##### Data provided

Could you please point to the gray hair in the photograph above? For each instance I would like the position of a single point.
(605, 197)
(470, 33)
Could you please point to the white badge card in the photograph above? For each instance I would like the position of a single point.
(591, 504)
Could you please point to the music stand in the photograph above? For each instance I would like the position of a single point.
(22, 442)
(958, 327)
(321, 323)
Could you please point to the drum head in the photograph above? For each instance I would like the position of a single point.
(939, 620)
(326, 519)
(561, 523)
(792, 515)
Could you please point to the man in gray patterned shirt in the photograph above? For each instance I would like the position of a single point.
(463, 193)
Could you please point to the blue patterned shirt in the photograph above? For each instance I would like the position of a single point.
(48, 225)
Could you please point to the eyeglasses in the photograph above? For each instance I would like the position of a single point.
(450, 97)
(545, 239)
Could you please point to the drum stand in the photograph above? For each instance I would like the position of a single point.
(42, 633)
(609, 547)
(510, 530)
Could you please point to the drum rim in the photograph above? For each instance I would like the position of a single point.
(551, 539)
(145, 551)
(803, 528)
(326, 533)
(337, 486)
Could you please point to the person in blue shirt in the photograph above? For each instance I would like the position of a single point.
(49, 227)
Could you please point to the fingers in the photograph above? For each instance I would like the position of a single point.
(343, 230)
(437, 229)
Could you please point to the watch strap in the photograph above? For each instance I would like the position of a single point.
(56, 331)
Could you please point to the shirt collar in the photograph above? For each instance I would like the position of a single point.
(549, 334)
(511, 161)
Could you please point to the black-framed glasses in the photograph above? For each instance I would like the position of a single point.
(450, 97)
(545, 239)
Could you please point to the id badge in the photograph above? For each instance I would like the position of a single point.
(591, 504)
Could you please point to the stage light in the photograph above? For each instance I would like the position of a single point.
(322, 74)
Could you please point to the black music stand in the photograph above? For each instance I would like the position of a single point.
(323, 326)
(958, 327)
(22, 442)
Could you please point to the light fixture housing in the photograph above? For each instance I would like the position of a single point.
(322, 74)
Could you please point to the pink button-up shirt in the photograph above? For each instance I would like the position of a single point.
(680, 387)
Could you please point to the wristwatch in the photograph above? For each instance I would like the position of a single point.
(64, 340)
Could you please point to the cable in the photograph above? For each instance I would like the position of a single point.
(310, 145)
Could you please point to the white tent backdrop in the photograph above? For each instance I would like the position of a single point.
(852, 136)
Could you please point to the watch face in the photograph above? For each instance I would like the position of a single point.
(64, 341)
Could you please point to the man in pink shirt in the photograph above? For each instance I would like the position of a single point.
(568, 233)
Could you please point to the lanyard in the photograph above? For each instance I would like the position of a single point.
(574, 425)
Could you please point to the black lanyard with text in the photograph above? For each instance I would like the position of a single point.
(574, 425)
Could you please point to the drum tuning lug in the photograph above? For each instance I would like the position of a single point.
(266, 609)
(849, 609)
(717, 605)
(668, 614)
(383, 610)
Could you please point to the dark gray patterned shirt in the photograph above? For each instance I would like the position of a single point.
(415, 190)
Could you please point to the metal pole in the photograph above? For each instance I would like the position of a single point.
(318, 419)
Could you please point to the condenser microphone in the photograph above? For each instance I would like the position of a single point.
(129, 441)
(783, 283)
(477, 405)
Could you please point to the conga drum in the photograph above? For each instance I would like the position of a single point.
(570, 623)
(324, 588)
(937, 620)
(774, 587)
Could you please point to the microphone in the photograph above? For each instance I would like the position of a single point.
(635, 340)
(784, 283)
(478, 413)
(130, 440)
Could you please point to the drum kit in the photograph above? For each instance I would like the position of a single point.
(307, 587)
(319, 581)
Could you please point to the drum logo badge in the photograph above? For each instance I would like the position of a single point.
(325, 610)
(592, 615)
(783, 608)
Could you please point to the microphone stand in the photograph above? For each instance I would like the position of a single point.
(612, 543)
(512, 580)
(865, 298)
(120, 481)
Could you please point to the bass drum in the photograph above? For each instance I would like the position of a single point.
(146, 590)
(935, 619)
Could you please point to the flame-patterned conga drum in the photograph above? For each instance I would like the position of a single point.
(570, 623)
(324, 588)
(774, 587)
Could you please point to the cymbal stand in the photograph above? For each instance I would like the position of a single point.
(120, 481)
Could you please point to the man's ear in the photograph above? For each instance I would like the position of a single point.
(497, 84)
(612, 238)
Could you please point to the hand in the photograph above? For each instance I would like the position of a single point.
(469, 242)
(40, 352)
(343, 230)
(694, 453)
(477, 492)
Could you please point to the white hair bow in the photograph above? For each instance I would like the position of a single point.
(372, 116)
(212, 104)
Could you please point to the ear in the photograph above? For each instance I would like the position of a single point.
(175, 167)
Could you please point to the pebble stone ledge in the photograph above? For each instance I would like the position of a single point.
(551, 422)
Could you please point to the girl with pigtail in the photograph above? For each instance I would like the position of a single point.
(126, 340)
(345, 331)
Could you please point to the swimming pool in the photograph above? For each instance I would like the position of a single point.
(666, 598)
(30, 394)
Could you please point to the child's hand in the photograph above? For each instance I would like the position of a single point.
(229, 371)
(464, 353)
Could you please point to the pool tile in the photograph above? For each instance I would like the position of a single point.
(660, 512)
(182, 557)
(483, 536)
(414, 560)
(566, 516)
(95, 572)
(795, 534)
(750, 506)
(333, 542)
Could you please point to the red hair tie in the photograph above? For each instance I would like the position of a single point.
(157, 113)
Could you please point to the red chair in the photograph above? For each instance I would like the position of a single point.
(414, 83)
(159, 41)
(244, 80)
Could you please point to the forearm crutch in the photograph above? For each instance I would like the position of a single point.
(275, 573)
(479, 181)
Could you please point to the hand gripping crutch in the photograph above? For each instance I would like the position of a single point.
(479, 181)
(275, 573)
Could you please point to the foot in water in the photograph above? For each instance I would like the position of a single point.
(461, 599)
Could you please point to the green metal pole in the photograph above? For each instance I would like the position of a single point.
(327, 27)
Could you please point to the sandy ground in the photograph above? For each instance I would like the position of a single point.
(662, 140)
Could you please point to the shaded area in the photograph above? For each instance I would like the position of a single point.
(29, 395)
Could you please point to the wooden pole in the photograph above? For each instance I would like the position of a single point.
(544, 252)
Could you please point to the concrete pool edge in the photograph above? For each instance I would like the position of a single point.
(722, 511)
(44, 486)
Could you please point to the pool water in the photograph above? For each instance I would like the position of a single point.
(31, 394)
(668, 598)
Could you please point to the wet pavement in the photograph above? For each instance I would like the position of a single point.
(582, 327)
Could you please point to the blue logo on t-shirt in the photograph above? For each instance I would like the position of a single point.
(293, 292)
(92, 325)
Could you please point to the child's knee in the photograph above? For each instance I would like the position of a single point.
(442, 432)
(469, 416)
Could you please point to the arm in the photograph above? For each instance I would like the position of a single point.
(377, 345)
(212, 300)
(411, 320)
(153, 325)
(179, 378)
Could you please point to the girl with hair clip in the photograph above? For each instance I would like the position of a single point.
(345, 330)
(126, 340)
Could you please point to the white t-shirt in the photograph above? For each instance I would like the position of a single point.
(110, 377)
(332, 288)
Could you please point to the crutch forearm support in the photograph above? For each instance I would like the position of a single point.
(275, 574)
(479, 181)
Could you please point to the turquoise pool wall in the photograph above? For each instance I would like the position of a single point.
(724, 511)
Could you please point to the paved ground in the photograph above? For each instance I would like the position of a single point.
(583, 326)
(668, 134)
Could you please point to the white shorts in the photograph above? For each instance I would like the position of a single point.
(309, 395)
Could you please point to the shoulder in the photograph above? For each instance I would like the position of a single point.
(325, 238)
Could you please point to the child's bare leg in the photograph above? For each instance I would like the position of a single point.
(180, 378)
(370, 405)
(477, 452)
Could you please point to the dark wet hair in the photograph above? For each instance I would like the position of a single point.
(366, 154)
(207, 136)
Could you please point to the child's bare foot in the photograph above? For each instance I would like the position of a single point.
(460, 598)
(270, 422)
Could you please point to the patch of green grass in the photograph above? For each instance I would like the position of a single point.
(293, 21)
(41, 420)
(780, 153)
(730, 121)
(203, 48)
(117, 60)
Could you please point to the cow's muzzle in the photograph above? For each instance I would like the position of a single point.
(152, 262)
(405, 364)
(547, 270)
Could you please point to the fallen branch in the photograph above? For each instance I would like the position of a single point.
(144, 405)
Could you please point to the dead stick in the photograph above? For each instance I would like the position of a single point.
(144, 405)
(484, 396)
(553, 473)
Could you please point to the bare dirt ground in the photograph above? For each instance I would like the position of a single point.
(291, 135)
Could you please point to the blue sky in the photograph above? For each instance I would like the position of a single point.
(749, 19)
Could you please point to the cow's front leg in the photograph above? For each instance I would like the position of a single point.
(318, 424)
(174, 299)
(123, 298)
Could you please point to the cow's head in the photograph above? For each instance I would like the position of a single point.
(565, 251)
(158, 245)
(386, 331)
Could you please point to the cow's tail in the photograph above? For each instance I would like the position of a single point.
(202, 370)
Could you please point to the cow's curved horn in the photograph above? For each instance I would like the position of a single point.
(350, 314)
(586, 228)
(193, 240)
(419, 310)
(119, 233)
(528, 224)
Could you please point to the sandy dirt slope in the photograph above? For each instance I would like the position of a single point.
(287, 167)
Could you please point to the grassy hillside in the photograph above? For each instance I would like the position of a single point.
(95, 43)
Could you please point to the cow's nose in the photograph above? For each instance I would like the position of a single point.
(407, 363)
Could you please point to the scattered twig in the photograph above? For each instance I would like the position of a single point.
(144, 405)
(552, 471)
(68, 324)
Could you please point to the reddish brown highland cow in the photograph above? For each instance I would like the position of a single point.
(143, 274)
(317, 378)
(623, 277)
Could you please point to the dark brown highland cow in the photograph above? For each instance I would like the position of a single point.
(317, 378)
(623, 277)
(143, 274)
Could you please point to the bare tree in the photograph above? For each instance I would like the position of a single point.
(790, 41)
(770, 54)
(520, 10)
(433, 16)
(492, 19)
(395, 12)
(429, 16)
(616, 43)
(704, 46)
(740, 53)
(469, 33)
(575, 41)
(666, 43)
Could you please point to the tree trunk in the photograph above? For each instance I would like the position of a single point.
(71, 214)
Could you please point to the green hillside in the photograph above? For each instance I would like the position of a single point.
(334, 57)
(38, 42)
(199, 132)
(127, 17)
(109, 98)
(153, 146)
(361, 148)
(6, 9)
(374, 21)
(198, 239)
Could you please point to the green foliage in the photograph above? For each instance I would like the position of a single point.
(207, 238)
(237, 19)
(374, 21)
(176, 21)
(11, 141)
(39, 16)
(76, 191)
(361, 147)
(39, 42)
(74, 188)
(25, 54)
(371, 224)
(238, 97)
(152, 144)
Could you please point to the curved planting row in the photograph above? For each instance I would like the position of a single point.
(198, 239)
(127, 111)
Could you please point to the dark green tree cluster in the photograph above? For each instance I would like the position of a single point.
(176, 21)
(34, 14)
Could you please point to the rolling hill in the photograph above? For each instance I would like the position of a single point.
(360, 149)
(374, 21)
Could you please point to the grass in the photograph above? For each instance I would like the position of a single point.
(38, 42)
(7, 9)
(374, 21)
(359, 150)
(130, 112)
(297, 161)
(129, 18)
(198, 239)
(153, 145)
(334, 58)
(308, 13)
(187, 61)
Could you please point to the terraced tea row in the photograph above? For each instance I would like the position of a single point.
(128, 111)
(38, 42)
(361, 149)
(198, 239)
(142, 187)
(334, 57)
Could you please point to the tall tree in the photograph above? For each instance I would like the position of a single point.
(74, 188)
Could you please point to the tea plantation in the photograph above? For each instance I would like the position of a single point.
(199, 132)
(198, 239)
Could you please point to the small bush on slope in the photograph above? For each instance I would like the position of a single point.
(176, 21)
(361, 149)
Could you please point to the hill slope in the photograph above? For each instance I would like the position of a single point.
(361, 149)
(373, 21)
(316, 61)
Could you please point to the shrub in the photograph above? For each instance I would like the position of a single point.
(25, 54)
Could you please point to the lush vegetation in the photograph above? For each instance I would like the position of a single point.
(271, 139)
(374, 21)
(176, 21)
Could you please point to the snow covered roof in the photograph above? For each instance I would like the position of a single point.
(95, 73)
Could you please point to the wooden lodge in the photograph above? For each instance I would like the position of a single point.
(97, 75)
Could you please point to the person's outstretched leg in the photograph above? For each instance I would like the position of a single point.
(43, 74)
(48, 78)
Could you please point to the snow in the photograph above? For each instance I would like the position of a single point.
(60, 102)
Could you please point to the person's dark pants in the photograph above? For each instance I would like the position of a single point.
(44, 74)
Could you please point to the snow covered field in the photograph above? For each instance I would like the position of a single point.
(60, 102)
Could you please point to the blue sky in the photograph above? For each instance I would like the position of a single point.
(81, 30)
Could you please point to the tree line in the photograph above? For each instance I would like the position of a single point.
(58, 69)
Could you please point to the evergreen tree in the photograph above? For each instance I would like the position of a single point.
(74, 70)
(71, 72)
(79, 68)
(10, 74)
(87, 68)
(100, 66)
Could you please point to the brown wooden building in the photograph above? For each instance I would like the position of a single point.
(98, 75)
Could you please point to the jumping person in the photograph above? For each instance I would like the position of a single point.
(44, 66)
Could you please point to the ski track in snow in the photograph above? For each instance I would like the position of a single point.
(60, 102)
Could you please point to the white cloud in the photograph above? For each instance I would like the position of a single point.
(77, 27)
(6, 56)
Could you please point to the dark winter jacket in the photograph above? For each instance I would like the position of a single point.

##########

Aim: Copy the records word for word, starting with the line that contains "Could you please point to the person's dark" and continuing through the end of the records, with both ends included.

Response to the exercise:
Could you please point to the person's dark pants in the photograph above? For each instance I would like the position of a single point.
(44, 74)
Could you please point to the snow covered field in the photograph above? For each instance I would like the position of a single point.
(60, 102)
Could you please point to the blue sky in the photograph above? For each instance I would like the position of a single point.
(81, 30)
Could you please point to the tree line in the photograph above? For each instance I would like the position of a single point.
(58, 69)
Could you please point to the evergreen tree in the photograph above? For each instance I would like the position of a single point.
(74, 70)
(71, 72)
(79, 68)
(10, 74)
(87, 68)
(100, 66)
Could you please point to the brown wooden building in the photograph above? For each instance I would like the position of a single point.
(98, 75)
Could you please point to the jumping person in the photograph above? For each instance I would like the position of a single point.
(44, 66)
Could you please point to the ski track in snow in the photograph above? For each instance I would like the position of a single point.
(60, 102)
Could you please point to the white cloud in the photograph above? For each instance I would like the position of a single point.
(77, 27)
(6, 56)
Could you please point to the dark winter jacket in the photograph above? For each instance I would like the position of a single point.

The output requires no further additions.